Reproduce nothing but the lines from the one with "locate driftwood branch" down to the last line of the data below.

** Opening Information provided block **

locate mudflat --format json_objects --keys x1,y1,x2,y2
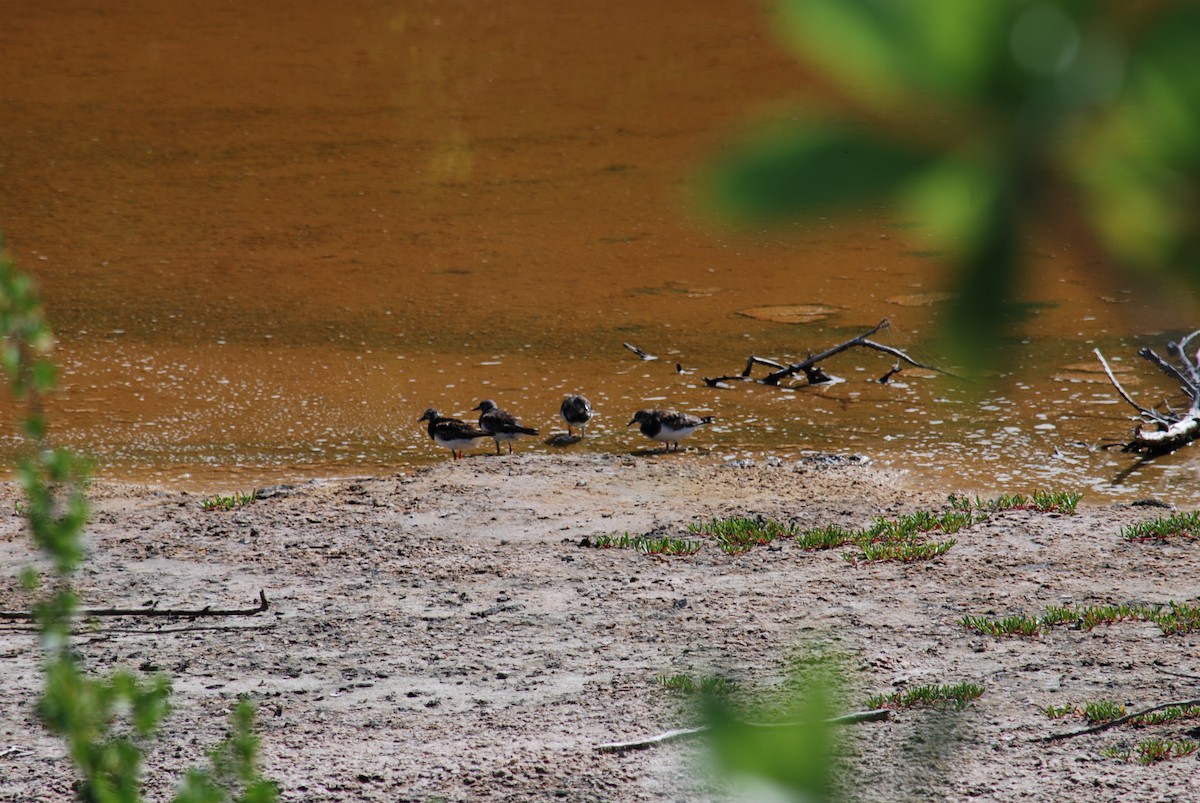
[{"x1": 1, "y1": 455, "x2": 1198, "y2": 801}]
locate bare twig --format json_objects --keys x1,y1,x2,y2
[
  {"x1": 1152, "y1": 666, "x2": 1200, "y2": 682},
  {"x1": 1038, "y1": 697, "x2": 1200, "y2": 743},
  {"x1": 594, "y1": 709, "x2": 890, "y2": 753},
  {"x1": 859, "y1": 339, "x2": 960, "y2": 378},
  {"x1": 0, "y1": 590, "x2": 270, "y2": 621},
  {"x1": 706, "y1": 319, "x2": 952, "y2": 388},
  {"x1": 1139, "y1": 347, "x2": 1199, "y2": 399},
  {"x1": 761, "y1": 319, "x2": 891, "y2": 385},
  {"x1": 1093, "y1": 348, "x2": 1171, "y2": 424},
  {"x1": 1167, "y1": 340, "x2": 1200, "y2": 392}
]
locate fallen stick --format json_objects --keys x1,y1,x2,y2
[
  {"x1": 703, "y1": 319, "x2": 956, "y2": 388},
  {"x1": 1095, "y1": 333, "x2": 1200, "y2": 452},
  {"x1": 1038, "y1": 697, "x2": 1200, "y2": 742},
  {"x1": 0, "y1": 590, "x2": 270, "y2": 621},
  {"x1": 594, "y1": 708, "x2": 889, "y2": 753}
]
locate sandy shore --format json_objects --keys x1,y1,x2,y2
[{"x1": 1, "y1": 454, "x2": 1199, "y2": 801}]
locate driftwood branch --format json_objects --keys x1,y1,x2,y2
[
  {"x1": 762, "y1": 319, "x2": 891, "y2": 385},
  {"x1": 0, "y1": 590, "x2": 270, "y2": 621},
  {"x1": 1092, "y1": 348, "x2": 1170, "y2": 424},
  {"x1": 594, "y1": 708, "x2": 890, "y2": 754},
  {"x1": 1140, "y1": 347, "x2": 1198, "y2": 399},
  {"x1": 1095, "y1": 330, "x2": 1200, "y2": 453},
  {"x1": 1038, "y1": 697, "x2": 1200, "y2": 743},
  {"x1": 703, "y1": 319, "x2": 956, "y2": 388}
]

** Closing Information provided block **

[Answer box]
locate driftwood branch --format json_objects --keys x1,y1,x2,y2
[
  {"x1": 762, "y1": 319, "x2": 891, "y2": 385},
  {"x1": 0, "y1": 590, "x2": 270, "y2": 621},
  {"x1": 1092, "y1": 348, "x2": 1170, "y2": 424},
  {"x1": 594, "y1": 708, "x2": 890, "y2": 754},
  {"x1": 1140, "y1": 347, "x2": 1198, "y2": 399},
  {"x1": 1095, "y1": 330, "x2": 1200, "y2": 453},
  {"x1": 1038, "y1": 697, "x2": 1200, "y2": 743},
  {"x1": 703, "y1": 319, "x2": 956, "y2": 388}
]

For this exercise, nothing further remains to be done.